■ Суть задания:
Ответьте по фрагменту о поездке в Израиль на три вопроса.
(а) Где проходила вторая свадьба племянника?
(б) Что сейчас находится на Сан Серволо?
(в) На сколько часов опоздал вылет из Тель-Авива в Рим?

■ Фрагмент текста:

※

В пятницу рано утром улетел из Италии в Израиль, в воскресенье днем — обратно. Летал на свадьбу племянника. Встретился с женой. У нее это уже второй подряд прилет в Израиль, а предыдущий — десятью днями раньше, тоже на свадьбу племянника, но другого.
Биографические подробности тут излишни, поэтому, не вдаваясь, замечу, что первая свадьба, на которую я не попал, была в кибуце в Верхней Галилее, а вторая, на которую попал, — в Иерусалиме, в Меа Шеарим. Так когда-то лечили сумасшедших: из-под холодного душа — под горячий и обратно.
Кстати, на Сан Серволо (я уже упоминал) два века без малого просуществовал дурдом, поэтому сейчас там Музей психиатрии. Запасливые психиатры из поколения в поколение хранили оборудование своих предшественников, не используя, но и не выбрасывая. Коллекция блещет мрачной полнотой: от кожаных кандалов середины XIX века через фортепиано начала ХХ века («болящий дух врачует песнопенье») до электрошокеров, появившихся через сто лет после наручников. Еще вопрос — что хуже.
Есть там и души разных конструкций.
(Душевнобольных лечили душем. Посредственный каламбур.)
Больше всех мне понравился огромный душевой агрегат, похожий по форме на птичью клетку. Вода била в нем из множества точек, охлестывая жесткими струйками все тело пациента.
Эта душеклетка напоминает петергофские фонтаны-шутихи. Петр, как известно, любил «дураков» и, кроме того, интересовался медициной. Поливая гостей со всех сторон, всешутейший император как бы прописывал им соответствующее лечение и тем самым превращал их в «дураков». Вероятно, в перевернутом мире царских забав гидротерапия определяла диагноз, а не диагноз — выбор терапии.
Пассажиров вовремя запустили в самолет, но вот уже два часа он не может вылететь из Тель-Авива в Рим. Время от времени нам сообщают, что «есть проблемы». Сначала самолет около часа рычал на взлетной полосе, поэтому в нем работала вентиляция. Потом его отогнали на обочину и оставили стоять с заглушенными двигателями, то есть без вентиляции, на солнцепеке.
Пассажиры — в основном итальянцы, частично израильтяне — безмятежны.
Вылетели с опозданием на два часа. Рискую не успеть на самолет до Венеции. Прошу немолодую серьезную стюардессу пропустить меня перед прибытием в голову самолета, поближе к двери. (Мое место, как назло, в хвосте.) Она пересадить отказывается и утешает меня с очень сочувственной, почти материнской интонацией: «Здесь большинство пассажиров летят с разными пересадками, и почти все они опоздают».
Стюардесса знала, что говорила. Я опоздал бы на самолет в Венецию, если бы он вылетел вовремя. Но он и не думал вылетать. Вывод: на итальянский самолет опоздать нельзя.

※

■ Данные упражнения:

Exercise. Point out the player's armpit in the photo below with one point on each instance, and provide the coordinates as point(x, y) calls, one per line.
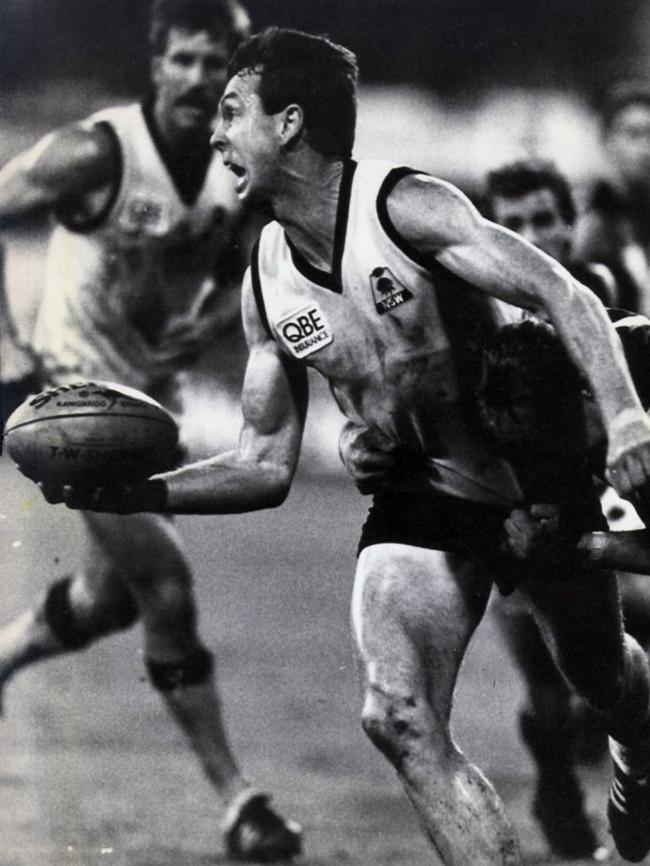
point(369, 461)
point(63, 165)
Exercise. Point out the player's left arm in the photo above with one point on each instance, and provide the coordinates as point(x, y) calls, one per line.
point(440, 223)
point(257, 473)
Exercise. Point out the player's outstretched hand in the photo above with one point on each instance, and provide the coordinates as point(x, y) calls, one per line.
point(148, 495)
point(534, 535)
point(368, 460)
point(628, 463)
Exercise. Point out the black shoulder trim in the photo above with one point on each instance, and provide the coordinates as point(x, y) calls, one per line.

※

■ Результат упражнения:
(а) В Иерусалиме, в Меа Шеарим.
(б) Музей психиатрии.
(в) На два часа.